Parts of the exercise
(A) According to the receding hairline article, what proportion of men will suffer from male pattern hair loss at some point in their lives?
(B) Rewrite the receding hairline article between "3. Hair loss" and "on the internet.", inclusive, replacing "shampoos" with "conditioners".
(C) State whether each statement agrees with the receding hairline article, and quote the words that decide it: (i) Minoxidil is taken orally. (ii) Finasteride works by blocking the hormone DHT. (iii) Experts advise growing the remaining hair longer to cover thinning areas.

Receding hairline? Here’s what to do about it

Receding Hairline

If you’re starting to experience hair loss, a receding hairline is the first thing you’ll notice. More than 50% of men will suffer from male pattern hair loss at some point in their lives, and as the name suggests, it does tend to follow a pattern.

Generally, a receding hairline is followed by a thinning at the crown. If you’re really unlucky, you might get both at once.

So the good news is that you’re not alone. And that might go some way to soothing your pride, but it doesn’t solve the problem. Luckily, there are a few things you can try to restore your hairline to its former glory. Or at least somewhere near it.

1. Consider changing your hairstyle

If you’re not quite ready to think about hair loss treatments, but would quite like to disguise your receding hairline, why not try a trip to the barber.

Tempting as it might be to grow your remaining hair a bit longer and use it to cover up the thinning areas, expert advice is to do the opposite. By cutting your hair shorter at the back and sides, you will balance out any thinning that might be happening on top.

Another option is to shave it off completely. This might sound extreme, particularly if you’re only at the early stages of hair loss. But remember, without treatment the hairline will continue to recede. And if you choose to shave your head now, it won’t be so obvious to observers that you were pushed into it through hair loss.

If you’re keen to go for the shave, but can’t quite cope with the full skinhead look, you could think about giving SMP a go. This revolutionary treatment uses micro-injections of pigment across the scalp to create the illusion of a buzz cut. You can even choose your own hairline!

2. Hair loss drugs

There are two main contenders currently available in the hair loss drugs market, and there are pros and cons to both of them.

Minoxidil is a topical treatment that is used to widen the blood vessels in the scalp, promoting new hair growth.

Finasteride is taken orally and functions as a blocker to the hormone DHT, which is what causes male-pattern hair loss in the first place.

Both of these drugs are prescription medications, and are proven to be relatively effective. However they do come with side effects, and it is important to seek medical advice before embarking on a course of treatment with either of them.

3. Hair loss products

There are any number of shampoos, hair oils and supplements on the market that claim to treat hair loss, not to mention all the “home remedies” recommended on the internet.

The truth is that there are products and supplements out there that will have an impact on your hair loss, but they do need to have the right formulation. But very little of what is available on the high street is effective.

If you are seriously concerned about hair loss and would like to stop it in its tracks, your first port of call should be a hair loss expert.

Data supplied
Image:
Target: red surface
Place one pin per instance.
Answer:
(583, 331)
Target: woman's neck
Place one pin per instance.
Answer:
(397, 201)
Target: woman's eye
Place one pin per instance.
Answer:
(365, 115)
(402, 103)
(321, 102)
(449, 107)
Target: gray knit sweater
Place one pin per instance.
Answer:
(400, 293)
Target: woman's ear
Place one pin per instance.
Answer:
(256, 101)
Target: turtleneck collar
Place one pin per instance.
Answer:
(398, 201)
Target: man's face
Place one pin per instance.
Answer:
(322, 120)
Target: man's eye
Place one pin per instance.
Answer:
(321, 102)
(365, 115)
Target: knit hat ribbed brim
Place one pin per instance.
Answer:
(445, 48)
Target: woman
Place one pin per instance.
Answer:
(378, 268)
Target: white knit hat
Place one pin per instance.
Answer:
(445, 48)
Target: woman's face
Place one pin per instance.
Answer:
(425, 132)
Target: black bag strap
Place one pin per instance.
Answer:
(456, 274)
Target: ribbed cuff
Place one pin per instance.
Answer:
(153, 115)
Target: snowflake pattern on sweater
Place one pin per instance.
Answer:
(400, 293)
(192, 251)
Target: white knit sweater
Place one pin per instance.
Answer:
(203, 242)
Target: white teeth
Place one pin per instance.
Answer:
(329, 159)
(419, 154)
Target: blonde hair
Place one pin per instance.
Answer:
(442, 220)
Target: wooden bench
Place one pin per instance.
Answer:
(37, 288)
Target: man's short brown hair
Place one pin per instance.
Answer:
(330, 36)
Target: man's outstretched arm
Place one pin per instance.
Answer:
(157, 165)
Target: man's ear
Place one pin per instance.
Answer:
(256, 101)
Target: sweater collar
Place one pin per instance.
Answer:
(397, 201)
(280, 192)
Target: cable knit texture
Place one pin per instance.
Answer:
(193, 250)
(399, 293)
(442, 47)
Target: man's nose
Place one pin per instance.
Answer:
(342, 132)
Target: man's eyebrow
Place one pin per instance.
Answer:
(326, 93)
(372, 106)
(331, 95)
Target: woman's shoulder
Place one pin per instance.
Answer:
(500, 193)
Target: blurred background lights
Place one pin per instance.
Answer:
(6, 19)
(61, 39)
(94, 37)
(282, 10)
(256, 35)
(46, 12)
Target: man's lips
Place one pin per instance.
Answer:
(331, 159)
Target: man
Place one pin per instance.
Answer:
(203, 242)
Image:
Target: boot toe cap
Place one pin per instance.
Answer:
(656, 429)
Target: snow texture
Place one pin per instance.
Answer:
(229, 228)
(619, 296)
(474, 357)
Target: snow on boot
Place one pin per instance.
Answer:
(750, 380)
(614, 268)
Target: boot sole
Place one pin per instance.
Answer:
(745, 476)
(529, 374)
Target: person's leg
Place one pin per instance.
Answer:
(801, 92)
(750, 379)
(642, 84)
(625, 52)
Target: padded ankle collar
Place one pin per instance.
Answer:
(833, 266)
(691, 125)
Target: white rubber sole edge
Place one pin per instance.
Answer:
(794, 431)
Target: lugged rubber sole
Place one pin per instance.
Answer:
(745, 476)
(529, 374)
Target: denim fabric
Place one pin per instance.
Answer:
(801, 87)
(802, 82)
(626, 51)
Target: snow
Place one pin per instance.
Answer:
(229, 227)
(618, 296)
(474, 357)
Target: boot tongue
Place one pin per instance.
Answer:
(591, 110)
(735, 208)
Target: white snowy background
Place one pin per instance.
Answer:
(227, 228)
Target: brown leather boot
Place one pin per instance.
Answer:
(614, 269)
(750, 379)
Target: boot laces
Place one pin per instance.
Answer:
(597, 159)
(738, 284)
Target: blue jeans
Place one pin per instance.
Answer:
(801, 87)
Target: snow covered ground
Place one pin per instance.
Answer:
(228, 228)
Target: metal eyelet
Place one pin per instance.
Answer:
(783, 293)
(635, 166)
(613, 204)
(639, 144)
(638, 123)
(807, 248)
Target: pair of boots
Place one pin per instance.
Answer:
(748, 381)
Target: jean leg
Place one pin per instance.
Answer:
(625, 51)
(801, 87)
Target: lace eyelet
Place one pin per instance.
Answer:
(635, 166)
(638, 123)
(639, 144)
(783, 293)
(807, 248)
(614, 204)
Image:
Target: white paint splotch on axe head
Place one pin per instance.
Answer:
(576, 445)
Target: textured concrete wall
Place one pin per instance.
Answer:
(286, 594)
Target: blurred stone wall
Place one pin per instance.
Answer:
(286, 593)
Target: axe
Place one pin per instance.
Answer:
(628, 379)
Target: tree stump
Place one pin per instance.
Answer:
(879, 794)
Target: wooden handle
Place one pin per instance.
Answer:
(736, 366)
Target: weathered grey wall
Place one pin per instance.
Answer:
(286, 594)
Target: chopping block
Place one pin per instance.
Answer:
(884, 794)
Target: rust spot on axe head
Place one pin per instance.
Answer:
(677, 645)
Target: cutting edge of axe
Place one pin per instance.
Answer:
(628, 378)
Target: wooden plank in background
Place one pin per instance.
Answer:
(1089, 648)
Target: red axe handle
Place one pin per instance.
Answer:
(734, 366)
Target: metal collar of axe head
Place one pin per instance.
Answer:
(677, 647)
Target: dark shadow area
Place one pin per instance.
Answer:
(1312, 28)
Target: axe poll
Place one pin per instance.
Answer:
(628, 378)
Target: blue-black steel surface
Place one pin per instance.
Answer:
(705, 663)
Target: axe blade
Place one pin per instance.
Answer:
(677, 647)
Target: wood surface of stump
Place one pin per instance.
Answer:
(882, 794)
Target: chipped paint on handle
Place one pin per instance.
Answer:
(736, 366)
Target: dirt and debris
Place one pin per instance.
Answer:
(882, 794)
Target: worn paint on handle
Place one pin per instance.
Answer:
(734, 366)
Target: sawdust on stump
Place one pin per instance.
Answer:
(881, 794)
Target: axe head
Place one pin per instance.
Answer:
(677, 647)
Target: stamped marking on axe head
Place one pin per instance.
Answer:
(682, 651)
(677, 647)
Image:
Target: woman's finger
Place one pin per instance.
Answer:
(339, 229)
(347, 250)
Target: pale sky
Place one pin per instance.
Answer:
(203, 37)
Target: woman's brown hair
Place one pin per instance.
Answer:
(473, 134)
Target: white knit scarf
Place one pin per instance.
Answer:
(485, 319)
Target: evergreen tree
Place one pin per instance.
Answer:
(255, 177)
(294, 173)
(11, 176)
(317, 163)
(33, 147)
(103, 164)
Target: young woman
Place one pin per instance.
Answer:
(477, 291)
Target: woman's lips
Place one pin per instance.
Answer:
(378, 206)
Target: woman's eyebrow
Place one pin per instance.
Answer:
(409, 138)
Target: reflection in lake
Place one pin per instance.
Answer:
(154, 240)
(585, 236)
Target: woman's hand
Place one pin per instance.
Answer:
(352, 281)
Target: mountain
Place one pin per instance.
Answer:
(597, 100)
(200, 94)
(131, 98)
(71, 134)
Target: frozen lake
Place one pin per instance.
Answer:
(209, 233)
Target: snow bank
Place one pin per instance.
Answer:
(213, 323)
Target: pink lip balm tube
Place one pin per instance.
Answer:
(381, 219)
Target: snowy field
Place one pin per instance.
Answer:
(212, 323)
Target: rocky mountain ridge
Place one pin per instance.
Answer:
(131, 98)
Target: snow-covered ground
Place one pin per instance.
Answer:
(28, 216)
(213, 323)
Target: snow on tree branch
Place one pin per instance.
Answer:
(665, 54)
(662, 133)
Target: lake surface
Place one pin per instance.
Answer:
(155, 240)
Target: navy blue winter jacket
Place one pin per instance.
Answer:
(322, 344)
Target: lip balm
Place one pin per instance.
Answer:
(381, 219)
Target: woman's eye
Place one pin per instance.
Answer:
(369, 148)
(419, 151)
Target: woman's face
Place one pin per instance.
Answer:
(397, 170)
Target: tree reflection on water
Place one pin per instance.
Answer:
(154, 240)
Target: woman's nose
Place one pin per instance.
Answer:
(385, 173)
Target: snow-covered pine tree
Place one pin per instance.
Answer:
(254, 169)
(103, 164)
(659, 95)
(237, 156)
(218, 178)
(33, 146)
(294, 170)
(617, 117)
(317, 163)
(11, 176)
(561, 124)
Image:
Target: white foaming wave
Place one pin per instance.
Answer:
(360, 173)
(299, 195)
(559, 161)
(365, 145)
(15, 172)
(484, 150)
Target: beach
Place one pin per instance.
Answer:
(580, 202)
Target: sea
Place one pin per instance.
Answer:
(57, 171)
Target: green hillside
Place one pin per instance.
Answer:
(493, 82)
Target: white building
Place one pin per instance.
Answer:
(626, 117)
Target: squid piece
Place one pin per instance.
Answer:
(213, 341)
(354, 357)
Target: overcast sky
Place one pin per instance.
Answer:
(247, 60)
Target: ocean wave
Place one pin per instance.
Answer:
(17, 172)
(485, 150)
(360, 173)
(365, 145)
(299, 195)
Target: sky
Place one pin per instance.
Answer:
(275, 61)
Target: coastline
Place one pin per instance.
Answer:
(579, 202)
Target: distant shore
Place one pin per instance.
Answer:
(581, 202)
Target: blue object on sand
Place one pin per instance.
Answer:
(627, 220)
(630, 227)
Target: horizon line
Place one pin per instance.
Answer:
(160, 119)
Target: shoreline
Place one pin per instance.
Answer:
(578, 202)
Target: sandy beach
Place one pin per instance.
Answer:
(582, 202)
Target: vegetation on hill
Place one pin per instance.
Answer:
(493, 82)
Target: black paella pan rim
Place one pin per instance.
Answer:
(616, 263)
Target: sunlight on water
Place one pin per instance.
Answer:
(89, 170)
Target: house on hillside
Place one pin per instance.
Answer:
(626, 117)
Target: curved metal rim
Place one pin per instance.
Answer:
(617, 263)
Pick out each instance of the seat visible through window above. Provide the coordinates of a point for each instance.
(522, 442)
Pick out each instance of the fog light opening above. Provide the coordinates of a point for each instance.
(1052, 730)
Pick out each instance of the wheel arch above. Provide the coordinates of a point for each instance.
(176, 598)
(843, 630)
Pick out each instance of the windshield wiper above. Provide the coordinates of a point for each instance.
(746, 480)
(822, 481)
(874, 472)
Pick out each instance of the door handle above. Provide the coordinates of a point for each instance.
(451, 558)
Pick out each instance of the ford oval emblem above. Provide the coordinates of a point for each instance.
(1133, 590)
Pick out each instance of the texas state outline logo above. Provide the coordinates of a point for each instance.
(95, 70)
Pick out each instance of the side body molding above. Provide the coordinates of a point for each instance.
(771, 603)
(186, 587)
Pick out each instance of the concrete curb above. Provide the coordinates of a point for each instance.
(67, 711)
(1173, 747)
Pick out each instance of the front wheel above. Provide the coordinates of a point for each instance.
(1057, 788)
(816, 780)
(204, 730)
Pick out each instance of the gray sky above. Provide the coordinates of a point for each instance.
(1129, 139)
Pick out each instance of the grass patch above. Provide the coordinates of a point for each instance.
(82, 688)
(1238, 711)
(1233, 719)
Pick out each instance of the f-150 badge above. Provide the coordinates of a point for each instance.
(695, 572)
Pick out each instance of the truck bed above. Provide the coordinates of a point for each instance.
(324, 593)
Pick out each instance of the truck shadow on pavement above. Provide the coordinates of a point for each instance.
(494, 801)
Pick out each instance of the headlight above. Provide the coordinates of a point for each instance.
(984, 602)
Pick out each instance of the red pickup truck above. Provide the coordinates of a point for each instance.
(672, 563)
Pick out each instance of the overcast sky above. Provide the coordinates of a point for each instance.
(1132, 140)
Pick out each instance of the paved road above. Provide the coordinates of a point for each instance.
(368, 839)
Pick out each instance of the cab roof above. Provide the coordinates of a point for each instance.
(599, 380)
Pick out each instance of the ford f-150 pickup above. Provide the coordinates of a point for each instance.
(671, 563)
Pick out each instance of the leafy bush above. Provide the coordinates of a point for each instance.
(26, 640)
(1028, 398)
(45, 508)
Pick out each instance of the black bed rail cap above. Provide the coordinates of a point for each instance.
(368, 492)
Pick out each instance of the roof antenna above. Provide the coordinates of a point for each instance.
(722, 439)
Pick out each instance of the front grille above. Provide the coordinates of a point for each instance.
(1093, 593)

Task-by-task outputs
(A) More than 50%

(B)
3. Hair loss products

There are any number of conditioners, hair oils and supplements on the market that claim to treat hair loss, not to mention all the “home remedies” recommended on the internet.

(C)
(i) No: "Minoxidil is a topical treatment that is used to widen the blood vessels in the scalp"
(ii) Yes: "functions as a blocker to the hormone DHT"
(iii) No: "expert advice is to do the opposite"